[WORK TO DO]
**A)** According to the message about extending REPP, at which characters does the initial REPP segmentation now break?
**B)** Carry the message about extending the REPP language forward, starting after its final sentence.

[SELECTION]
------------------------------------------------------------

[developers] extension to the REPP sub-formalism

Sun Aug 2 14:44:21 CEST 2020

dear bec, mike, and woodley:

during the summit you may have noticed dan mentioning a 'war zone'
around NE-related token mapping rules in the current ERG trunk.  with
our move to modern, OntoNotes-style tokenization, the initial REPP
segmentation now breaks at dashes (including hyphens) and slashes.
but these will, of course, occur frequently in named entities like
email and web addresses, where they should preferably not be
segmented.  the current unhappy state of affairs is that initial
tokenization over-segments, with dan then heroically seeking to
re-unite at least the most common patterns of 'multi-token' named
entities in token mapping, where any number of token boundaries may
have been introduced at hyphens and slashes.

to rationalize this state of affairs (and, thus, work toward a peace
treaty in token mapping), i believe we will need to extend the REPP
language with a new facility: masking sub-strings according to NE-like
patterns prior to core REPP processing, and exempting masked regions
from all subsequent rewriting (i.e. making sure they remain intact).

------------------------------------------------------------

[SUPPLIED INFORMATION]
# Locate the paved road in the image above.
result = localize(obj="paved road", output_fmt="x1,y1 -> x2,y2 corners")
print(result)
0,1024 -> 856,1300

------------------------------------------------------------

[RESPONSES TO THE EXERCISE]
**A)** It breaks at dashes (including hyphens) and slashes.

**B)**
i have added an example of this new facility (introducing the '+'
operator) to the ERG trunk; please see:

http://svn.delph-in.net/erg/trunk/rpp/ne.rpp

at present, these rules are only loaded into the LKB (where i am in
the process of adding masking to the REPP implementation), hence they
should not cause trouble in the other engines (i hope).  i would like
to invite you (as the developers of REPP processors in PET, pyDelphin,
and ACE, respectively) to look over this proposal and share any
comments you might have.  assuming we can agree on the need for
extending the REPP language along the above lines, i am hoping you
might have a chance to add support for the masking operator in your
REPP implementations?

from my ongoing work in the LKB, masking support appears relatively
straightforward once an engine implements the step-wise accounting for
character position sketched by Dridan & Oepen (2012; ACL).  the
masking patterns merely set a boolean flag for the matched character
positions, and subsequent rewriting must block rule applications that
destructively change one or more masked character positions.  output
of capture groups (copying from the left-hand side verbatim), on the
other hand, must be allowed over masked regions.  because the LKB
implementation predates the 2012 paper, however, i will first have to
implement the precise accounting mechanism to validate the above
expectation regarding how to realize masking.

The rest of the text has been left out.